== Instruções ==
Resuma em duas frases o texto sobre o FGTS.
─── Trecho selecionado
Para tanto, faz-se necessária uma política habitacional e de desenvolvimento urbano especial para o segmento de interesse social, a qual deve possuir, além dos recursos do FGTS, verbas orçamentárias próprias nos âmbitos federal, estadual e municipal.
Daí nossa preocupação com a possibilidade de desvio das finalidades do fundo. Afinal, habitação e saneamento são ingredientes básicos à cidadania. E o Brasil não contará com o respeito internacional ao qual se candidata enquanto não eliminar essa imensa chaga social, tarefa na qual o FGTS é ingrediente fundamental.
Isso porque estamos falando de volumes consideráveis. Desde que foi criado até junho de 96, esse fundo acumulou saldo de R$ 55 bilhões, dos quais somente R$ 6 bilhões foram alocados no setor privado. Todo o restante foi e continua sendo direcionado ao setor público; para Estados e municípios que simplesmente não retornam os empréstimos concedidos, alvo de alongamentos constantes, rolagens de dívidas etc.
No que se refere ao orçamento definido no início de 1996 -cerca de R$ 5 bilhões, segundo o Conselho Curador do FGTS-, pouco foi efetivamente aplicado. Motivo: o desequilíbrio fiscal de Estados e municípios, que limitou novas contratações junto ao FGTS.
Daí estar-se pensando em encontrar um jeito de canalizar produtivamente o volume de dinheiro que está parado no fundo. Dinheiro esse que cresce mensalmente, pois entram na conta 8% das folhas de pagamento de todas as empresas do país.
Todavia, esqueceu o CCFGTS -integrado em sua maioria por representantes do governo- que muito poderia ter sido feito, em termos de moradias e saneamento básico, pela iniciativa privada.
Na linha de R$ 384 milhões liberada em setembro passado -após intensas tratativas-, as empresas, além de obedecerem a infinitas exigências, retornarão os empréstimos na base de TR mais 10% - ou seja, uma rentabilidade, no mínimo, interessante.
──────
─── Seção de dados
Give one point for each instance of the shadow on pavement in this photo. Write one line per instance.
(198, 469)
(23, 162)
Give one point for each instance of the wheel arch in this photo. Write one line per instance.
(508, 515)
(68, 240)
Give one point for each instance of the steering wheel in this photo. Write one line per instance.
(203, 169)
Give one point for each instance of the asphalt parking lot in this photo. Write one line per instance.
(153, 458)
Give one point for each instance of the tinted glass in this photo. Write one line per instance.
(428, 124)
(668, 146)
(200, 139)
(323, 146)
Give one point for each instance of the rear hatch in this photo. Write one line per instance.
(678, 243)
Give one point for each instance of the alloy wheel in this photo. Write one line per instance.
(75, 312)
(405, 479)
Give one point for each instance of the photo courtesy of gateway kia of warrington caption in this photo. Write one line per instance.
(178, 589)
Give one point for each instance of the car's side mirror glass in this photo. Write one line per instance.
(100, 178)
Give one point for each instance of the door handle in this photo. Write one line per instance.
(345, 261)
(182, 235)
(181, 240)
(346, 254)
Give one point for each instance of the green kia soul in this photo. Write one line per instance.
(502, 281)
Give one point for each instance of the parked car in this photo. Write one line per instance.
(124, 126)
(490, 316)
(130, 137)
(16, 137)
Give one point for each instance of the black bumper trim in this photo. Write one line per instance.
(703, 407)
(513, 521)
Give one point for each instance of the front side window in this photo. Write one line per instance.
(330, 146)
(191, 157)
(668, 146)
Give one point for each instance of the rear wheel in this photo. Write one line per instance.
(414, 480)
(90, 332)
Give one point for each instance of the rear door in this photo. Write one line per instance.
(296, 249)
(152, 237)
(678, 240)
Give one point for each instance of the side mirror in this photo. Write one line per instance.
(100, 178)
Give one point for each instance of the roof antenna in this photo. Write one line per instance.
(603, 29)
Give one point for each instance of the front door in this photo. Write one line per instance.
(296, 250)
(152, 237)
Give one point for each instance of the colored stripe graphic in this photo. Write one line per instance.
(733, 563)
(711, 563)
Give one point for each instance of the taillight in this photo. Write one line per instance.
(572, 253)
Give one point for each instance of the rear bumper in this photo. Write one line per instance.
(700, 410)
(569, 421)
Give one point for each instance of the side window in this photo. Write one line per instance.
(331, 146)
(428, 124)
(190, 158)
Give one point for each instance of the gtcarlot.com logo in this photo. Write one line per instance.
──────
== Resposta ==
O texto defende uma política habitacional e de desenvolvimento urbano para o segmento de interesse social, com recursos do FGTS e verbas orçamentárias próprias, e se preocupa com o possível desvio das finalidades do fundo. Dos R$ 55 bilhões acumulados até junho de 96, só R$ 6 bilhões foram para o setor privado, e o restante foi para Estados e municípios que não retornam os empréstimos, enquanto o orçamento de 1996 pouco foi aplicado por causa do desequilíbrio fiscal desses entes.